=== EXTRACTED TEXT ===

# Cowan Lake Conditions



## VJhooked (Mar 15, 2017)

Is Cowan Lake still froze? Wednesday still had some ice...


----------



## bassmaster1 (Feb 6, 2006)

I went out on the kayak today. Only ice I saw was in the coves by the sailboat club and on that side in general from the wind. The wind blown stuff was broken up and noisy. Surface temp was between 40-41 but did see 39 once.


----------



## VJhooked (Mar 15, 2017)

Thanks for info. I will be heading out in the morning. Also be in a yak...


----------



## bassmaster1 (Feb 6, 2006)

VJhooked said:


> Thanks for info. I will be heading out in the morning. Also be in a yak...


Good luck. I got the bass skunk. Probably should have brought a crappie rod too


----------



## bassmaster1 (Feb 6, 2006)

Does anyone know if the campground launch (north side of the lake) is open? Wanting to bring out my kayak tomorrow but don’t want to waste time going to that ramp if it’s closed.


----------



## Harry1959 (Mar 17, 2011)

=== TO BE DONE ===
Decide whether each statement agrees with the Cowan Lake thread, answering yes or no and quoting the deciding words: 1. The poster who went out by kayak saw ice only in the coves by the sailboat club and on that side of the lake. 2. That poster caught bass on the outing. 3. The campground launch is on the south side of the lake. The material that comes next is separate from the Cowan Lake thread.

=== DATASET EXCERPT ===

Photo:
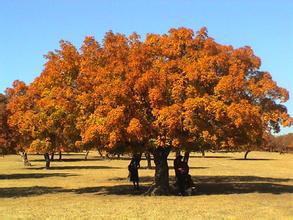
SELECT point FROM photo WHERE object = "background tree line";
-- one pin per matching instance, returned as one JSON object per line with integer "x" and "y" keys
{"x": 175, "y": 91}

=== THE REPLY ===
1. Yes: "Only ice I saw was in the coves by the sailboat club and on that side in general from the wind."
2. No: "I got the bass skunk."
3. No: "the campground launch (north side of the lake)"